* _TASK_
What lines in the material hold the string "rough"? Return every one of them.

* _TASK INPUT_
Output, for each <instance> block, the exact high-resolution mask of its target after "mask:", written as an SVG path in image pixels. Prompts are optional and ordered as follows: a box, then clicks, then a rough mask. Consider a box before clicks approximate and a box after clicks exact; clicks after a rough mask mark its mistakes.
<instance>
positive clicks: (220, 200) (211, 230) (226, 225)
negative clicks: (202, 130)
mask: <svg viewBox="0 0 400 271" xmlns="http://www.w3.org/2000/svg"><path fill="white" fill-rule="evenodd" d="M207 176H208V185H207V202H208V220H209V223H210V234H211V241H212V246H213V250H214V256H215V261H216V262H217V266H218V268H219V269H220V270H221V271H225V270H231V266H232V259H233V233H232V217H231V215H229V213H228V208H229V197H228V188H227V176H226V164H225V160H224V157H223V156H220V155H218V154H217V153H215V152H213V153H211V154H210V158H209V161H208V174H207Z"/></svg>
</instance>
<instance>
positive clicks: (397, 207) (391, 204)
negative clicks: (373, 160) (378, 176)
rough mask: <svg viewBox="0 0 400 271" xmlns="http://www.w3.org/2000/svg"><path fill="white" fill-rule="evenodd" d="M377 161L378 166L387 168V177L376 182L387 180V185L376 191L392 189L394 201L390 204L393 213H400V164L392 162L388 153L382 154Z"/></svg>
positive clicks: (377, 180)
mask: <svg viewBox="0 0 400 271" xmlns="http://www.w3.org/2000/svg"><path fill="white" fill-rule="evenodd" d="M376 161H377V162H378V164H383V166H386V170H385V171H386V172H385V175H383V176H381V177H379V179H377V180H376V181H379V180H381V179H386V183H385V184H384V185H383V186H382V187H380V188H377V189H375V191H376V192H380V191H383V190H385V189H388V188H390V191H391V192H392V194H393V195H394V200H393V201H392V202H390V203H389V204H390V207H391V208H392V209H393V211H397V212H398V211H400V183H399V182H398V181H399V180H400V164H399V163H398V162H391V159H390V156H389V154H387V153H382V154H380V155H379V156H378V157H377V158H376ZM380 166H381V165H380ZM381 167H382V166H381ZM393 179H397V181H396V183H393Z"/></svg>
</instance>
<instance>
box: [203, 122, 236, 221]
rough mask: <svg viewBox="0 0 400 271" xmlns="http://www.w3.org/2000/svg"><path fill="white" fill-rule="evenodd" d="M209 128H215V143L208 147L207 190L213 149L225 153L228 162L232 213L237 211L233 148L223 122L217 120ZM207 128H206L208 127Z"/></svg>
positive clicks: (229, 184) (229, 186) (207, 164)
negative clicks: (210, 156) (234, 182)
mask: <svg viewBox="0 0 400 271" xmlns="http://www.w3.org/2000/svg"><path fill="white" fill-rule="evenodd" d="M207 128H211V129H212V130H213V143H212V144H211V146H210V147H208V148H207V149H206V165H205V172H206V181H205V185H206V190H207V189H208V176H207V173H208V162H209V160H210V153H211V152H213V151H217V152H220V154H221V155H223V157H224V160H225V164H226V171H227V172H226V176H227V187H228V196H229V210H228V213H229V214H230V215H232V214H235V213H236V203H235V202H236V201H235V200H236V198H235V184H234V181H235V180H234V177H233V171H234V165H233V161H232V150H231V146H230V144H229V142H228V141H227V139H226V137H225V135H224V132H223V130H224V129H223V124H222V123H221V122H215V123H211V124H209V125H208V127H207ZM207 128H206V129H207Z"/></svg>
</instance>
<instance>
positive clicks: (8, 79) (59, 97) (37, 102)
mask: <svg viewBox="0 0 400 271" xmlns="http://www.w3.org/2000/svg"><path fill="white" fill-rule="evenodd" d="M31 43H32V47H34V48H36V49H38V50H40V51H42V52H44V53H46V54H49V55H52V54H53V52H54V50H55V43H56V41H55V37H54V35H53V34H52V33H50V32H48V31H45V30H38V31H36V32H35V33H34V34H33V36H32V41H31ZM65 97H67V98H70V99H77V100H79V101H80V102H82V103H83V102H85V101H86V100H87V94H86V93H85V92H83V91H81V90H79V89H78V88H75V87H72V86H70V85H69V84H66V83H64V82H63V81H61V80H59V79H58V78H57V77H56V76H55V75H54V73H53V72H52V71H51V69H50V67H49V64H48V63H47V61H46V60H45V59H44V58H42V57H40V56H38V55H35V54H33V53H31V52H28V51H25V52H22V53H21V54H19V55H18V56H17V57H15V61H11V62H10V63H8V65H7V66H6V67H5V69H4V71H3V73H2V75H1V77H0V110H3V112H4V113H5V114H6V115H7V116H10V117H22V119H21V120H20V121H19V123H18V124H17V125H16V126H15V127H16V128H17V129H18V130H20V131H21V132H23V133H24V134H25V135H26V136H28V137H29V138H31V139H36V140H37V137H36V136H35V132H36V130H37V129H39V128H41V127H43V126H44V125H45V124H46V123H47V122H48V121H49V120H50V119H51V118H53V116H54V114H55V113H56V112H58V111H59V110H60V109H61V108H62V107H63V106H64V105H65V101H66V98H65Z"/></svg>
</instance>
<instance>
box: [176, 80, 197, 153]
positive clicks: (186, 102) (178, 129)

* _REPLY TO THE TASK_
Output, for each <instance> block, the exact high-resolution mask of its target after "mask:", written as an SVG path in image pixels. Prompts are optional and ordered as follows: a box, then clicks, then a rough mask. Consider a box before clicks approximate and a box after clicks exact; clicks after a rough mask mark its mistakes.
rough mask: <svg viewBox="0 0 400 271" xmlns="http://www.w3.org/2000/svg"><path fill="white" fill-rule="evenodd" d="M377 161L378 166L387 168V177L376 182L387 180V185L376 191L392 189L394 201L390 204L393 213H400V164L392 162L388 153L382 154Z"/></svg>
rough mask: <svg viewBox="0 0 400 271" xmlns="http://www.w3.org/2000/svg"><path fill="white" fill-rule="evenodd" d="M209 128H215V143L208 147L207 190L213 149L225 153L228 162L232 213L237 211L233 148L223 122L217 120ZM207 128H206L208 127Z"/></svg>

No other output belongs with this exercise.